## Work to be completed
List every line of the data that contains the string "mask", copying each one in full. Letter case matters.

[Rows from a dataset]
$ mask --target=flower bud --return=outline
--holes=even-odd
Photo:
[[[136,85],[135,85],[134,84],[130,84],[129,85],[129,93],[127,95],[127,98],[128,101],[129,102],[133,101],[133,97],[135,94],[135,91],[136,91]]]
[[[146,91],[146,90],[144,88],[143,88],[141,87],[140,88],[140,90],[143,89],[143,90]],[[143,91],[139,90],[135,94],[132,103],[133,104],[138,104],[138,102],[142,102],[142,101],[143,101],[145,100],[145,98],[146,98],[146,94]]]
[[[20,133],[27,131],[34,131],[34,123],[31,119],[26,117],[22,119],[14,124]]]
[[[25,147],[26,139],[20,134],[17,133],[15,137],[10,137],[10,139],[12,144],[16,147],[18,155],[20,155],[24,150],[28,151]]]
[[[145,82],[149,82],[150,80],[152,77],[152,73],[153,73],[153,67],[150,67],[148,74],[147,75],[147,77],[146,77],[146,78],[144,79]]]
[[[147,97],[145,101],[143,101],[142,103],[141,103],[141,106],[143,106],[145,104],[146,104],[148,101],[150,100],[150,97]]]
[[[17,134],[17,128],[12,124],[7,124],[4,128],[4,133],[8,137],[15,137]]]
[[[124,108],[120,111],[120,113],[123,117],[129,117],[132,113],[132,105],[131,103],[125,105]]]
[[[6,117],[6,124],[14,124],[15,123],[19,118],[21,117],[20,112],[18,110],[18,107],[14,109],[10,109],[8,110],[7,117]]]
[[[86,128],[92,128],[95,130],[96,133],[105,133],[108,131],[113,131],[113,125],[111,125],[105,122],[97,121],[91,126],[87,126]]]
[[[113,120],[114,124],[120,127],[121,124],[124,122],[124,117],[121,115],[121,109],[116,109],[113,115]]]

## Output
$ mask --target=flower bud --return=outline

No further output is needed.